Figure 10. SHARED\_X\_STRIDE

Using this new variable, I essentially stride through different threadIdx.y by SHARED\_X\_STRIDE amount (which is 1 more than it is supposed to be), in an attempt to reduce bank conflicts, as each thread would fall into different banks.

#### Performance:

Loading fashion-mnist data...

Warming up CUDA kernels...

Loading model weights...

Running New Inference

Op Time: 0.04044800186157226 Op Time: 0.10601369476318359 Correctness: 0.7955 Model: eecs471

It turned out to have very minimal improvements, if at all. This might be due to the fact that K is 7 and hence,  $TILE\_WIDTH + K - 1$  isn't really a multiple of 16 or 32 to begin with. The padding probably doesn't make much sense because of that. However, if  $TILE\_WIDTH = 16$  and K = 17, it is pretty likely that we will see a huge performance improvement by padding 1 index and reducing bank conflicts.

## **TILE WIDTH Sweep**

Lastly, I attempted to sweep the TILE\_WIDTH size by 8, 16, and 32 to find out which has the best performance. The performance comparison is shown below:

Performance for TILE WIDTH = 8:

Loading fashion-mnist data...

Warming up CUDA kernels...

Loading model weights...

**Running New Inference** 

Op Time: 0.045175807952880856 Op Time: 0.12555980682373047 Correctness: 0.7955 Model: eecs471

Performance for TILE WIDTH = 16:

Loading fashion-mnist data...

Warming up CUDA kernels...

Loading model weights...

**Running New Inference** 

Op Time: 0.04063334274291992 Op Time: 0.10697727966308594 Correctness: 0.7955 Model: eecs471

Performance for TILE WIDTH = 32:

Loading fashion-mnist data...

Warming up CUDA kernels...

Loading model weights...

Running New Inference

Op Time: 0.07672422027587891 Op Time: 0.1567150115966797 Correctness: 0.7955 Model: eecs471

TILE\_WIDTH=16 seems to yield the best performance. It is surprising that TILE\_WIDTH=32 yields significantly worse performance than 8 or 16, as it was my guess that TILE\_WIDTH=32 would have the best performance out of all. More research and profiling are needed to understand the underlying behavior behind this odd phenomenon.

## **Future Improvements**

# **2D Unrolling**

I have only unrolled the inner loop for this project. Since the outer loop for the convolution is also constant at K=7 iterations, we could potentially unroll the outer loop as well. It would be extremely tedious, however, as there are 49 lines of code to write if we choose to unroll both loops. Some performance boost could be expected in return due to the reduction of warp divergence and the reduction of loop overhead instructions.

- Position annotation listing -
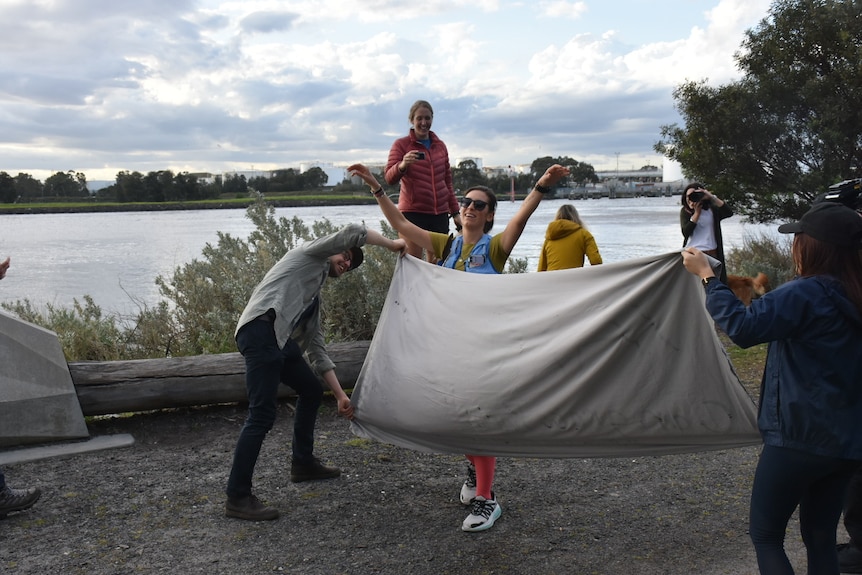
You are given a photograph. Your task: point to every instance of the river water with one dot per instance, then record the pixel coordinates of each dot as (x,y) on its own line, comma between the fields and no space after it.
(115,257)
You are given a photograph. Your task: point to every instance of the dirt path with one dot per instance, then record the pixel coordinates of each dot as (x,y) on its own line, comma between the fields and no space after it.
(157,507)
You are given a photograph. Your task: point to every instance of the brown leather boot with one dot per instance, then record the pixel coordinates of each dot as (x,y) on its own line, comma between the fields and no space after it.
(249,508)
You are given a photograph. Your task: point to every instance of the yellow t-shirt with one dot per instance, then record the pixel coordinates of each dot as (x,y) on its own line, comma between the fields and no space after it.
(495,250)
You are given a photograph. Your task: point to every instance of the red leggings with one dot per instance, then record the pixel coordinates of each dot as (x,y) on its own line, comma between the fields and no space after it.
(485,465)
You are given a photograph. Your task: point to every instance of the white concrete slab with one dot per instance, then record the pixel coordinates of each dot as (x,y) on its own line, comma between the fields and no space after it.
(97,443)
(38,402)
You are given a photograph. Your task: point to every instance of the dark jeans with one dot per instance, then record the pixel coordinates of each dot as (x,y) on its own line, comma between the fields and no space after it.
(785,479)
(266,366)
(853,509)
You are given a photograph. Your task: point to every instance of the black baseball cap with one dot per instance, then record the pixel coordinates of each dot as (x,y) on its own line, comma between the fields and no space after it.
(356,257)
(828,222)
* * *
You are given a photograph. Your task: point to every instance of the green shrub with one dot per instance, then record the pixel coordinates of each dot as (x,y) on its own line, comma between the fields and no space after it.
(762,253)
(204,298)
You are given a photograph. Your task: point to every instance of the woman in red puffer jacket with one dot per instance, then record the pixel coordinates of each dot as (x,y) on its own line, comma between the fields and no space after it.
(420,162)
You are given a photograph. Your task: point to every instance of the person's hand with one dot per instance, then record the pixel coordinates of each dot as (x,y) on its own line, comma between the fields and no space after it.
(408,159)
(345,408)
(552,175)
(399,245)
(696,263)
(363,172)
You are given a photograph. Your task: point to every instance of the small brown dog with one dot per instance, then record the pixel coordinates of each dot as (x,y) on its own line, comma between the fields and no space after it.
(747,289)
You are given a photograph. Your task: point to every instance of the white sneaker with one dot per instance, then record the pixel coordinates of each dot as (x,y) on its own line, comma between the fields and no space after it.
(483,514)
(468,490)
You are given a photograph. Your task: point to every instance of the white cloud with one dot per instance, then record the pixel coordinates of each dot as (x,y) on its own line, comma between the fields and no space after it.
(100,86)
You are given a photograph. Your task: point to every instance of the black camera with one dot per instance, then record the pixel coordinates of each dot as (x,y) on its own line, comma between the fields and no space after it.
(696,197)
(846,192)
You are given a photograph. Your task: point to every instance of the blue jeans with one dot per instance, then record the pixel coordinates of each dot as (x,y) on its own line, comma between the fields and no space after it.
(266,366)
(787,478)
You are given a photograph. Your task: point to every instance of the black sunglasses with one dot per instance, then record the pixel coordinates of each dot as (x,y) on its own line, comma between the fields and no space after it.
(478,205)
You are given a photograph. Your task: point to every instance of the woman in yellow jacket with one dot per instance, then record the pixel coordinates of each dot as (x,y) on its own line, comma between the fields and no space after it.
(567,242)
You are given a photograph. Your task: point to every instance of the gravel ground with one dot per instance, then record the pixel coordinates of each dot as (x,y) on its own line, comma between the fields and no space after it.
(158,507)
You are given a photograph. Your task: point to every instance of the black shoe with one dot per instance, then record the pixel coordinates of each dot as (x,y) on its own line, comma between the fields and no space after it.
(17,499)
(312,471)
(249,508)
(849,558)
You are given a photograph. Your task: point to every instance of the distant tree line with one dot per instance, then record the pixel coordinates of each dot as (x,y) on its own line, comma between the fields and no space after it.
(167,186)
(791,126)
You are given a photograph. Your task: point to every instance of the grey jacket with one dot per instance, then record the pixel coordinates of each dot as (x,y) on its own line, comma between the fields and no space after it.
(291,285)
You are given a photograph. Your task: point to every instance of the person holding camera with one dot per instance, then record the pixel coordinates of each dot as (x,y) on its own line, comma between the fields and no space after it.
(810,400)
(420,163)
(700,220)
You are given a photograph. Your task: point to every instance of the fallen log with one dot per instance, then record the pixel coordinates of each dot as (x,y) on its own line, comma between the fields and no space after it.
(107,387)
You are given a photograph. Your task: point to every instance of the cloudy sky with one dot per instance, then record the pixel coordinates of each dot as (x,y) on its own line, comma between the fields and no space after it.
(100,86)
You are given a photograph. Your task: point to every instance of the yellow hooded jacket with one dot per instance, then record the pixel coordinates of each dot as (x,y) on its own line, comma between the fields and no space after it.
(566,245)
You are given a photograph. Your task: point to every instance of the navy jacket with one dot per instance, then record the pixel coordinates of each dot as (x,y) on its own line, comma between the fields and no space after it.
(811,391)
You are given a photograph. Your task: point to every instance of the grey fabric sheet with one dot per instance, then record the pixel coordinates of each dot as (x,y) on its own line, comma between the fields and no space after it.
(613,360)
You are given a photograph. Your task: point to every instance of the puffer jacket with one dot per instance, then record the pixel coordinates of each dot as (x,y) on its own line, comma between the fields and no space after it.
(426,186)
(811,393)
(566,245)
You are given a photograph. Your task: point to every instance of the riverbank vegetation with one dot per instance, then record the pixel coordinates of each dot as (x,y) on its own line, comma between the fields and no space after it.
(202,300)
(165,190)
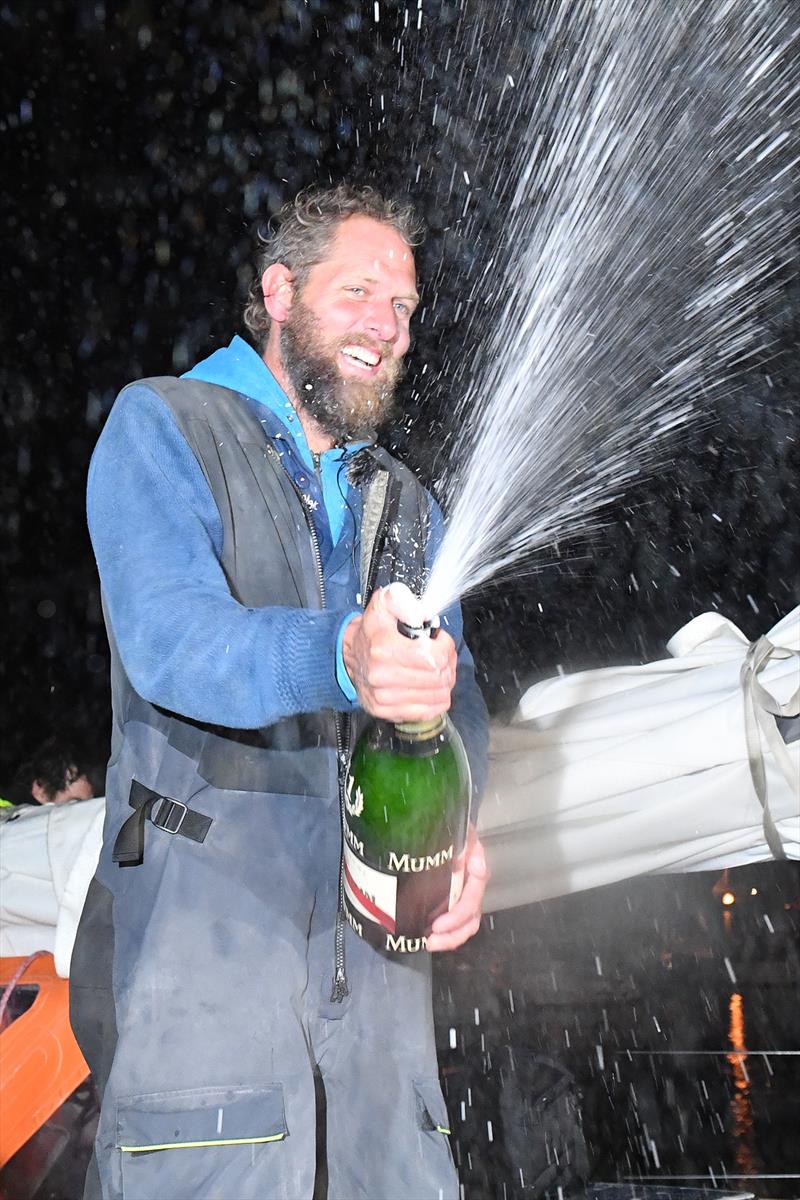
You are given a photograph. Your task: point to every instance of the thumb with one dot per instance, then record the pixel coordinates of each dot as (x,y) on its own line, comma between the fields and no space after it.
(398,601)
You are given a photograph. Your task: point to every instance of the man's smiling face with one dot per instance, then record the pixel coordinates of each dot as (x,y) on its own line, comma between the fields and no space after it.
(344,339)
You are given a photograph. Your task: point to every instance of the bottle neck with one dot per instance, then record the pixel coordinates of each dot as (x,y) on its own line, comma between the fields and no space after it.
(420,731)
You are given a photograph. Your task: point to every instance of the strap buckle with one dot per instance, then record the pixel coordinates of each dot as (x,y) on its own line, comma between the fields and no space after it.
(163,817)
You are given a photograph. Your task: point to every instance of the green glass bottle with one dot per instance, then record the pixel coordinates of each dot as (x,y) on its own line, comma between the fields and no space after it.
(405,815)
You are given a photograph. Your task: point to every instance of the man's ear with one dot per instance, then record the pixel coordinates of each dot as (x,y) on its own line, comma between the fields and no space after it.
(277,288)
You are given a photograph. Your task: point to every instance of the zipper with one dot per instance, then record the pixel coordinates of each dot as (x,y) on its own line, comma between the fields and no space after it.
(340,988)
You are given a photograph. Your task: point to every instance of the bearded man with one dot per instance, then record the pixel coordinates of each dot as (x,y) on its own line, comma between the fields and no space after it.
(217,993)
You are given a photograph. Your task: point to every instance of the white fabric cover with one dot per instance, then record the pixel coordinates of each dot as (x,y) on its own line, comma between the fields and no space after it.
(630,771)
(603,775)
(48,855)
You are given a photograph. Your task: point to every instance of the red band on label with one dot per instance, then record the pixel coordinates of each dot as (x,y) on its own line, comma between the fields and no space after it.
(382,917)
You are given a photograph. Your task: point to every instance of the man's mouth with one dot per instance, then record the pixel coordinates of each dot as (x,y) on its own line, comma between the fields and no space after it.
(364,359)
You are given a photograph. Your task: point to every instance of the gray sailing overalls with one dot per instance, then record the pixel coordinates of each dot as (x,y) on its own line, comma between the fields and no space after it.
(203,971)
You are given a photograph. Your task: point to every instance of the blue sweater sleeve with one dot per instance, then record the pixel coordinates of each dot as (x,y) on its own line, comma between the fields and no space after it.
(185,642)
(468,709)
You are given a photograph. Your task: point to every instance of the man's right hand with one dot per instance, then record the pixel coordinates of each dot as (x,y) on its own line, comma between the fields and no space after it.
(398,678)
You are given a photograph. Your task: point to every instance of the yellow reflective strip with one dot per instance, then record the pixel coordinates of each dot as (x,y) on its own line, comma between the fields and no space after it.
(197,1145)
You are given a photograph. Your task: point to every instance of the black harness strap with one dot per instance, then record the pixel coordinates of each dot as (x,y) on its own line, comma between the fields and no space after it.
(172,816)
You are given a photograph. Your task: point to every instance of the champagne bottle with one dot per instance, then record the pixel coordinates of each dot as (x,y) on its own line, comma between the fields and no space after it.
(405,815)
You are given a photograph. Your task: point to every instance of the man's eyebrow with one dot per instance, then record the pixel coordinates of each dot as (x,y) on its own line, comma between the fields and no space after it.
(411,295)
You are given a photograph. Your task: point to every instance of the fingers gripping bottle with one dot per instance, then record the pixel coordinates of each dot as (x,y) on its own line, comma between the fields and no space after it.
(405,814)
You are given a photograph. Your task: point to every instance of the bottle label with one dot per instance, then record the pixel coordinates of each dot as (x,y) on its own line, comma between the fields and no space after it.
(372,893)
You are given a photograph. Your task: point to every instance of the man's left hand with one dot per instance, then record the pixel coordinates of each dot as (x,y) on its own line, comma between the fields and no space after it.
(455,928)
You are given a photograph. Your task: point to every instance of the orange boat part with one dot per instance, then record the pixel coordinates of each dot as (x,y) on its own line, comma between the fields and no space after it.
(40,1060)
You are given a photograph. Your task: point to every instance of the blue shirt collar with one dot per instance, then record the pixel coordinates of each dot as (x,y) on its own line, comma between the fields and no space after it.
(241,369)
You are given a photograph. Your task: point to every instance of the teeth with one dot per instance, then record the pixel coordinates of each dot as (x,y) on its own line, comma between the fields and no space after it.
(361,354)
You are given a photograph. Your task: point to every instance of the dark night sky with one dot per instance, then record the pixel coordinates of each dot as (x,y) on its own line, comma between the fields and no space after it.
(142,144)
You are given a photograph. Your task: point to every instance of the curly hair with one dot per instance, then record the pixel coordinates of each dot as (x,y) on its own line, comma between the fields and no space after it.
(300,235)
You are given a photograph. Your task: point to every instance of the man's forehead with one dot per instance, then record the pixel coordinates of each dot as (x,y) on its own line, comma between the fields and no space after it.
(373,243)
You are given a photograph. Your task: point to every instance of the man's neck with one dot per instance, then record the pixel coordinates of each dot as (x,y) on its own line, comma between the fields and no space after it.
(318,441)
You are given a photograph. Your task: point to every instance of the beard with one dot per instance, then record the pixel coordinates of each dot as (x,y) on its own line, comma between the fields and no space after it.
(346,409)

- Problems and tasks -
**a)** Decide whether each statement agrees with the kernel optimization text, answering yes or no and quoting the words from the text that settle it: (i) Unrolling both loops of the convolution would require writing 49 lines of code. (ii) The author unrolled both the inner and the outer loop. (iii) The padding change produced a large performance improvement.
**b)** Repeat word for word the passage of the kernel optimization text starting with "## **Future Improvements**" and going on through "loop overhead instructions.".
The listing comes from a separate source and has no connection to the kernel optimization text.

- Solutions per task -
**a)**
(i) Yes: "there are 49 lines of code to write if we choose to unroll both loops"
(ii) No: "I have only unrolled the inner loop for this project."
(iii) No: "It turned out to have very minimal improvements, if at all."

**b)**
## **Future Improvements**

# **2D Unrolling**

I have only unrolled the inner loop for this project. Since the outer loop for the convolution is also constant at K=7 iterations, we could potentially unroll the outer loop as well. It would be extremely tedious, however, as there are 49 lines of code to write if we choose to unroll both loops. Some performance boost could be expected in return due to the reduction of warp divergence and the reduction of loop overhead instructions.